WYMAGANIA ZADANIA: Zamień na zwięzłą listę punktów akapit z fragmentu tekstu rozpoczynający się słowami „Nawet o 12 proc. rosły akcje”. Zachowaj jego najważniejsze fakty.

FRAGMENT TEKSTU:
————

Nawet o 12 proc. rosły akcje spółki technologicznej Text na sesji 3 lipca po publikacji wyników za I kwartał roku obrotowego i zasygnalizowaniu, że firma zaczyna zarabiać na wykorzystaniu sztucznej inteligencji (AI). Minęły trzy miesiące i sytuacja zmieniła się o 180 stopni. W czwartek, 3 października, cena akcji spółki zanurkowała o prawie 12 proc., a w ciągu roku obniżyła się już o ponad 50 proc. Przyczyną były dane za II kwartał, w szczególności ubytek od czerwca 1,1 tys. klientów flagowego rozwiązania LiveChat. Na koniec września było ich 36,4 tys.

————

ZAREJESTROWANE DANE:

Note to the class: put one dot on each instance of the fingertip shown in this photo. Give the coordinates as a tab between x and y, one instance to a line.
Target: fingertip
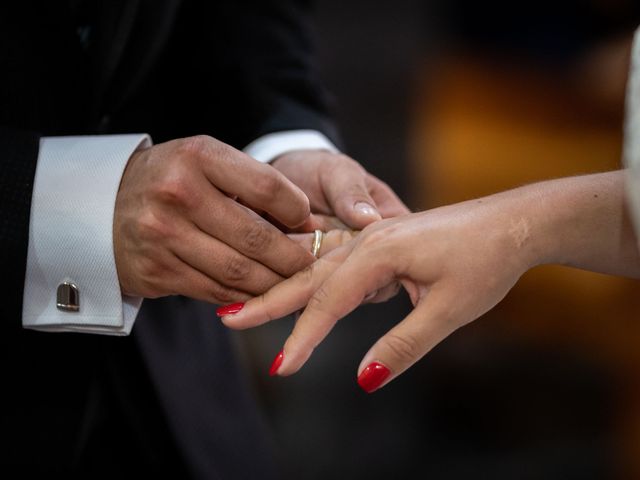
367	212
373	376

————

ODPOWIEDŹ DO ZADANIA:
- 3 lipca: akcje spółki technologicznej Text rosły nawet o 12 proc. po publikacji wyników za I kwartał roku obrotowego i zasygnalizowaniu, że firma zaczyna zarabiać na sztucznej inteligencji (AI).
- Czwartek, 3 października: cena akcji spadła o prawie 12 proc. W ciągu roku obniżyła się już o ponad 50 proc.
- Przyczyna spadku: dane za II kwartał, zwłaszcza ubytek od czerwca 1,1 tys. klientów flagowego rozwiązania LiveChat.
- Koniec września: LiveChat miał 36,4 tys. klientów.